_Data excerpts_.
****************************************
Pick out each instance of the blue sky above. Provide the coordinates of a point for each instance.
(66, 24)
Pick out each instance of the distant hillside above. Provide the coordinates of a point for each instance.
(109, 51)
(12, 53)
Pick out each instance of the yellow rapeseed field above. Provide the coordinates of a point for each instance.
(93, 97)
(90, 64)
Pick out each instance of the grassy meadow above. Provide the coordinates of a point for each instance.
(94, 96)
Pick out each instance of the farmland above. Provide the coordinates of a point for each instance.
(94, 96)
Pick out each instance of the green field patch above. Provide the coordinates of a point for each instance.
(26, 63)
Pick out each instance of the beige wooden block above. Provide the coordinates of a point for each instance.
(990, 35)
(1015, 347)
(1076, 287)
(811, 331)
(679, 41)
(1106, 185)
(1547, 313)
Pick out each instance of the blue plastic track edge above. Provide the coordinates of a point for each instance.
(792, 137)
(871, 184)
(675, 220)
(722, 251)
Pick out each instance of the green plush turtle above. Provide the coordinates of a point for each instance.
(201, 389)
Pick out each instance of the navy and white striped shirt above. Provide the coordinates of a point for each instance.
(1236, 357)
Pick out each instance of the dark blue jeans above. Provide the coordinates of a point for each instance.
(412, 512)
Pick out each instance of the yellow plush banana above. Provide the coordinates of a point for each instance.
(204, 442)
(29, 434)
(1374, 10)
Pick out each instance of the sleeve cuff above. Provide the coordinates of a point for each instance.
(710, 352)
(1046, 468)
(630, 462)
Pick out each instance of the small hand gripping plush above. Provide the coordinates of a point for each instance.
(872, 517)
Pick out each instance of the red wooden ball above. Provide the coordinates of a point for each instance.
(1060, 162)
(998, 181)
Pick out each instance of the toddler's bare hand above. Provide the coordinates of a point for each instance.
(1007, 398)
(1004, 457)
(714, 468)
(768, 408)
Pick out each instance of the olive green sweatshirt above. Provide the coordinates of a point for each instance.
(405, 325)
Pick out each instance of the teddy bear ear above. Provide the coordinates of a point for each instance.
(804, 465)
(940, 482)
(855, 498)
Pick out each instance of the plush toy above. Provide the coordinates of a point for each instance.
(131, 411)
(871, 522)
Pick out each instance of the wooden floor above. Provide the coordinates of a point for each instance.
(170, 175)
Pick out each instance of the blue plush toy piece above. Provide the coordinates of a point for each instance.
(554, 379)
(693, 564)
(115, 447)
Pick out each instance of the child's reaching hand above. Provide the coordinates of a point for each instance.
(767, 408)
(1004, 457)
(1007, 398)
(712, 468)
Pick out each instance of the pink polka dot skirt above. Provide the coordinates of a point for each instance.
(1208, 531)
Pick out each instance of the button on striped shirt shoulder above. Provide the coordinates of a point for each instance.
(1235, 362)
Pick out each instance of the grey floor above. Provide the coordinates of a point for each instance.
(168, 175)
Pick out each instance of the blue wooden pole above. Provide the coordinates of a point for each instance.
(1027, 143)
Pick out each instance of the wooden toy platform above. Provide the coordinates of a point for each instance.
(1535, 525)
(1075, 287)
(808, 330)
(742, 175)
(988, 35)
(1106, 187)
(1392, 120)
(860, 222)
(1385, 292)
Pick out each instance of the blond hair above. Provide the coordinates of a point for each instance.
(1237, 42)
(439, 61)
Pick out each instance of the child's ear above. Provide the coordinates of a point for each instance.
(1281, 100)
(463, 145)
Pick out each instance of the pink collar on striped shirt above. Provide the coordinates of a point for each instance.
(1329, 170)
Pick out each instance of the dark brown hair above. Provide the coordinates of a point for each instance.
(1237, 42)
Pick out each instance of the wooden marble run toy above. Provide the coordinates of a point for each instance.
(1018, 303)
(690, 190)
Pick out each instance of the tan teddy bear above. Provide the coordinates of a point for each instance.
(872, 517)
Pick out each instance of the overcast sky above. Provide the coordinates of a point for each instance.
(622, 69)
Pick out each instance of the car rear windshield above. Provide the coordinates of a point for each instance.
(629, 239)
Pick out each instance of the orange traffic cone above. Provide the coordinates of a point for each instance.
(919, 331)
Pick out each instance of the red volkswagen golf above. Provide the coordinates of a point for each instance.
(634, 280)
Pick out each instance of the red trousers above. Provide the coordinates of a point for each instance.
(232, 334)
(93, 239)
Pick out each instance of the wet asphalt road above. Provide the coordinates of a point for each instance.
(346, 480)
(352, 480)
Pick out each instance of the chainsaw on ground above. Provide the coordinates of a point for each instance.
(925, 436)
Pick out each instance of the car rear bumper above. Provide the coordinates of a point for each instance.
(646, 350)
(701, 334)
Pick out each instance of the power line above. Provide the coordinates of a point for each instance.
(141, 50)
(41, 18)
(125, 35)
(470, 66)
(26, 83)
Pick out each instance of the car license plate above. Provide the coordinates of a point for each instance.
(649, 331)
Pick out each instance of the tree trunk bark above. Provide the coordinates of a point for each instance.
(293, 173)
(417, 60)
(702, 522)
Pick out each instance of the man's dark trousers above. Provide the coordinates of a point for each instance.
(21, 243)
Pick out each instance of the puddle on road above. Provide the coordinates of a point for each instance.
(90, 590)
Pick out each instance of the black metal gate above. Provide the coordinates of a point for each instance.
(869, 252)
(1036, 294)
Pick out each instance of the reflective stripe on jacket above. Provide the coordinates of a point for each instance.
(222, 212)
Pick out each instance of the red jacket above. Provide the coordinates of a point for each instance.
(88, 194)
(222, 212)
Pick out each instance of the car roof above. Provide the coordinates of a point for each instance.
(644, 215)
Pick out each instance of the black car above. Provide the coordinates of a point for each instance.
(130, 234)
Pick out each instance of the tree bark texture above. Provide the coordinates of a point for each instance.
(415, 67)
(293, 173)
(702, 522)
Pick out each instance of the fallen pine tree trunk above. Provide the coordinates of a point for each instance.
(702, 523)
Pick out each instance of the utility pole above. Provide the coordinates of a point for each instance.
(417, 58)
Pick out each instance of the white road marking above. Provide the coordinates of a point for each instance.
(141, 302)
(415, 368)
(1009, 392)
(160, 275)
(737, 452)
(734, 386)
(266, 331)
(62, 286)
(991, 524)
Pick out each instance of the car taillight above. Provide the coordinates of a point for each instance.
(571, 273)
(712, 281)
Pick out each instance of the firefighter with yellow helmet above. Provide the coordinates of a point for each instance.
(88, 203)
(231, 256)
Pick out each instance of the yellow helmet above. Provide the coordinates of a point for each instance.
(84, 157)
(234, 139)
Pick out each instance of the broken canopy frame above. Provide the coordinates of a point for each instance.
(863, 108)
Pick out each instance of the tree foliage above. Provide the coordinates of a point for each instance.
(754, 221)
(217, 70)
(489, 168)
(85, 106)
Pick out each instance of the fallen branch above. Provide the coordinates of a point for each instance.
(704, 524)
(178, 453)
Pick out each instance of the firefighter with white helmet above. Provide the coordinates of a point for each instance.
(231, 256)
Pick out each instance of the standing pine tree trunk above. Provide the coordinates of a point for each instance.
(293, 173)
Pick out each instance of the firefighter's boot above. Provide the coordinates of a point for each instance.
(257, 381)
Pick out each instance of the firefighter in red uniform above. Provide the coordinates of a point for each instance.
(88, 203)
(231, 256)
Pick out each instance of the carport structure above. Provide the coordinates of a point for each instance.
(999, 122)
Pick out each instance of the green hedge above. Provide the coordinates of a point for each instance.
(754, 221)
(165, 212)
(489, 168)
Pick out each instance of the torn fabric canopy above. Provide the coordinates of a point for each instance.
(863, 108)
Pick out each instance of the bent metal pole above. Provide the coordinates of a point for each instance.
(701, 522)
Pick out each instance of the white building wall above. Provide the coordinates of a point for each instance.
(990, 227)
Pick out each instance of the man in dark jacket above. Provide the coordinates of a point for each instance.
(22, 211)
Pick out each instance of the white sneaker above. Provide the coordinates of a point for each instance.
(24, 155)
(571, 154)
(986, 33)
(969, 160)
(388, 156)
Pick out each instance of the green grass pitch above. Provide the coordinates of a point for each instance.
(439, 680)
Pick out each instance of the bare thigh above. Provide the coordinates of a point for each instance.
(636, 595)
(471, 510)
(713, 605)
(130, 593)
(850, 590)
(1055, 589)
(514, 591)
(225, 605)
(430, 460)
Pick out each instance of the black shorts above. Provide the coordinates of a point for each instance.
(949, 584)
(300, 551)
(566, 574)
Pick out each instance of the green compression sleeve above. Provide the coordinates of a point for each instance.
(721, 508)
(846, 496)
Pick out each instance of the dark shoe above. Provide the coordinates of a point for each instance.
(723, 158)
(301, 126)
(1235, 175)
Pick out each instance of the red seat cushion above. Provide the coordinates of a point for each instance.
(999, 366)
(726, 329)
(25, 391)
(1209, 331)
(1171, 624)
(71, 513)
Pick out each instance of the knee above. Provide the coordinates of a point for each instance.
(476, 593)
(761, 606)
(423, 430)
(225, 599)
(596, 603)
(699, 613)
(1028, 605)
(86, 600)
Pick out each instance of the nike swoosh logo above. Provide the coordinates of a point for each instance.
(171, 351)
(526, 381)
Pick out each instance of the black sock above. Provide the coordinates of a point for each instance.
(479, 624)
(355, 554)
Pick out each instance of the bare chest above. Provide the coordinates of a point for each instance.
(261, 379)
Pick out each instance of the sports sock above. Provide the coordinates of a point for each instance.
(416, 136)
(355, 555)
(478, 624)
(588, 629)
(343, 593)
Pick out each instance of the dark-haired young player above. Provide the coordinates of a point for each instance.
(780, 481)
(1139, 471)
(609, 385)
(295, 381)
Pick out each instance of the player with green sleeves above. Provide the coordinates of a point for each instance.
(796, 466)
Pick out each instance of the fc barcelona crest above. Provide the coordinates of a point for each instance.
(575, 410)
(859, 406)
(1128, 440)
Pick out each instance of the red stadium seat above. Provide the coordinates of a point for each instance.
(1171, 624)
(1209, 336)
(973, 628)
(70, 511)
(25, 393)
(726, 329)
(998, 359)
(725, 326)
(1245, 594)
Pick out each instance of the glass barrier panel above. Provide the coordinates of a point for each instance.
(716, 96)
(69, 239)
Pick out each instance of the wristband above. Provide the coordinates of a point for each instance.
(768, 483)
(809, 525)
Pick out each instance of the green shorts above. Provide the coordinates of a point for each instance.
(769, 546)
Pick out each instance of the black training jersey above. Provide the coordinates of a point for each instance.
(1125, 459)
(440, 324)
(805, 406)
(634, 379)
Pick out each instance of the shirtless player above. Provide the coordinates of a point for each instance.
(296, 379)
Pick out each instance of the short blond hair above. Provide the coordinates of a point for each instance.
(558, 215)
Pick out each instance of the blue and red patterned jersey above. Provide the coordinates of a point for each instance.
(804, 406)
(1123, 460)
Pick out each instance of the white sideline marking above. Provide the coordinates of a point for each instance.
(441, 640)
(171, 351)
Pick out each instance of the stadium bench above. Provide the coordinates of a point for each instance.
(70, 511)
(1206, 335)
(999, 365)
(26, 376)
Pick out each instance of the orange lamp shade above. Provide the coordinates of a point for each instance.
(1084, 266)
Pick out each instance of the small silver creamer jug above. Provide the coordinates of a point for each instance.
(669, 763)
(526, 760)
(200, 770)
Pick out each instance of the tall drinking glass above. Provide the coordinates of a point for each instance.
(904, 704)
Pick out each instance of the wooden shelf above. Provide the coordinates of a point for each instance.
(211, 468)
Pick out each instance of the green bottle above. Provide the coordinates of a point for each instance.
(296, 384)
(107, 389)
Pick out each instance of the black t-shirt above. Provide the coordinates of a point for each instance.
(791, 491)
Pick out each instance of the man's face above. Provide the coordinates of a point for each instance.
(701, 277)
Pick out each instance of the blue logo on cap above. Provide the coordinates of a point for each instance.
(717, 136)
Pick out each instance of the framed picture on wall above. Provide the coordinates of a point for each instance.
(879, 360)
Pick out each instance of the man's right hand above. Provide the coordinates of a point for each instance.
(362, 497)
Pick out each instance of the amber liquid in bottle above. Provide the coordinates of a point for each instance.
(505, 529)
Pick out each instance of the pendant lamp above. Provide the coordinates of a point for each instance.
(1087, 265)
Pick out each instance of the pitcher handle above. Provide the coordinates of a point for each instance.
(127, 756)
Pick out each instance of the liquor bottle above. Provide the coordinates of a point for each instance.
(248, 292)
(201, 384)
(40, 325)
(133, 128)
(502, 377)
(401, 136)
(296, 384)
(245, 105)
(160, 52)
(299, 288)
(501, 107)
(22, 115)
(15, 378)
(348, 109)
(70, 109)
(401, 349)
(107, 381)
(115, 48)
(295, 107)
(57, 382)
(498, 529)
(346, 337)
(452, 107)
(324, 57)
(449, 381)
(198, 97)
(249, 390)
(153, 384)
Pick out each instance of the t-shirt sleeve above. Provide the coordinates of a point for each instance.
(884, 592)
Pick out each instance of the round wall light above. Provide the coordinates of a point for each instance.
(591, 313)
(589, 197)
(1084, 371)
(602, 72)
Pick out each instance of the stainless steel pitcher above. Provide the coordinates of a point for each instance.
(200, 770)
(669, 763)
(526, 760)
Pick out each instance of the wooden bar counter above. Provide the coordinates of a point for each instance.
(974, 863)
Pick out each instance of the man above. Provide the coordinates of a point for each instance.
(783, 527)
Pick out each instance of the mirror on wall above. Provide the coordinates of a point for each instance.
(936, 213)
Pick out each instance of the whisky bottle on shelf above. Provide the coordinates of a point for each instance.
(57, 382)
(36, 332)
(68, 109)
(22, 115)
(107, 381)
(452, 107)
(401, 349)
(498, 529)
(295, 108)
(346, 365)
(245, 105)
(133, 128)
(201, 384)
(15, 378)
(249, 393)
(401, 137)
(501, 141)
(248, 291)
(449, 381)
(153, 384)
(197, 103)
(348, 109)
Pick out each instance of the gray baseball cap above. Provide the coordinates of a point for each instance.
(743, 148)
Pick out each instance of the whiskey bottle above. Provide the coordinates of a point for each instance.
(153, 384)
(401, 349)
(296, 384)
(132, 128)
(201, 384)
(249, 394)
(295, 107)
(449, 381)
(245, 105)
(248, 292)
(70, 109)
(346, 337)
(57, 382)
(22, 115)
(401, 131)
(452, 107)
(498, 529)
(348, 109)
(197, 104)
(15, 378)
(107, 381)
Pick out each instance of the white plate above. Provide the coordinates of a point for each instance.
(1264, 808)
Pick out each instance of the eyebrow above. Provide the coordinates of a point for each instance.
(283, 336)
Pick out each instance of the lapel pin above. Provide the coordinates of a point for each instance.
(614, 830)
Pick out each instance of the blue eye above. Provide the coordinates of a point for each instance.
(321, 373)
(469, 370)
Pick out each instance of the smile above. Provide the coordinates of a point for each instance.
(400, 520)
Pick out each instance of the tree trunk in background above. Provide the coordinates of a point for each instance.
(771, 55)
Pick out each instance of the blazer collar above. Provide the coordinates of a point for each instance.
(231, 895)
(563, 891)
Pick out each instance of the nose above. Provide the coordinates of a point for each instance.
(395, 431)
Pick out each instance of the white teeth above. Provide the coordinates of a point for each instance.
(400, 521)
****************************************
_What the task requires_.
Please copy out the rows from the line with "Pick out each instance of the tree trunk in" through the last row, swapping "instance" for "occurrence" and keeping everything else the same.

_Output_.
Pick out each occurrence of the tree trunk in background above. Provide the coordinates of a point for each occurrence.
(771, 55)
Pick out each occurrence of the blazer collar above. Provide the coordinates of a point for each occurrence.
(231, 895)
(563, 891)
Pick out each occurrence of the nose above. Provide the coordinates of a point for each occurrence.
(395, 431)
Pick out each occurrence of the white teeth above. Provide the coordinates of a point for each occurrence.
(400, 521)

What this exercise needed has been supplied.